Task brief:
Print every one of the rows below again, character for character and unchanged.

Records supplied:
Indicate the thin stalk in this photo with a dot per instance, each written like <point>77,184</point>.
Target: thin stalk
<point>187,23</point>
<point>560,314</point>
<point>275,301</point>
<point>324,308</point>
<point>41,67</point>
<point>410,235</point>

Worked answer:
Indicate the thin stalk in this photo with a dot per instance, each written like <point>77,184</point>.
Target: thin stalk
<point>187,23</point>
<point>560,314</point>
<point>275,301</point>
<point>324,308</point>
<point>41,67</point>
<point>410,235</point>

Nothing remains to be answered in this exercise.